* [Exercise goal]: Write out every line of the items below again, including the requests. Scale each bounding-box coordinate in the answers by 0.3, rounding to the nearest whole number with halves rounded up.

* [Items from a labeling collection]:
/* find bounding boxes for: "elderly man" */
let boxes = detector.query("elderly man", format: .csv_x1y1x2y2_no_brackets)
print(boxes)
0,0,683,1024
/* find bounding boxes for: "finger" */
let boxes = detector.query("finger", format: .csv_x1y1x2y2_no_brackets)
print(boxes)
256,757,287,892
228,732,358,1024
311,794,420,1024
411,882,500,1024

* [Solution below]:
/* find bounding boxes for: "elderly man" */
let boxes = detector.query("elderly man", format: .csv_x1y1x2y2_no_brackets)
print(boxes)
0,0,205,307
/* find bounding boxes for: "finger" */
let boxes = detector.query("finger", format: .csv_x1y1x2y2_no_brackets)
print(boxes)
77,227,86,268
68,220,107,307
93,238,126,307
123,265,150,307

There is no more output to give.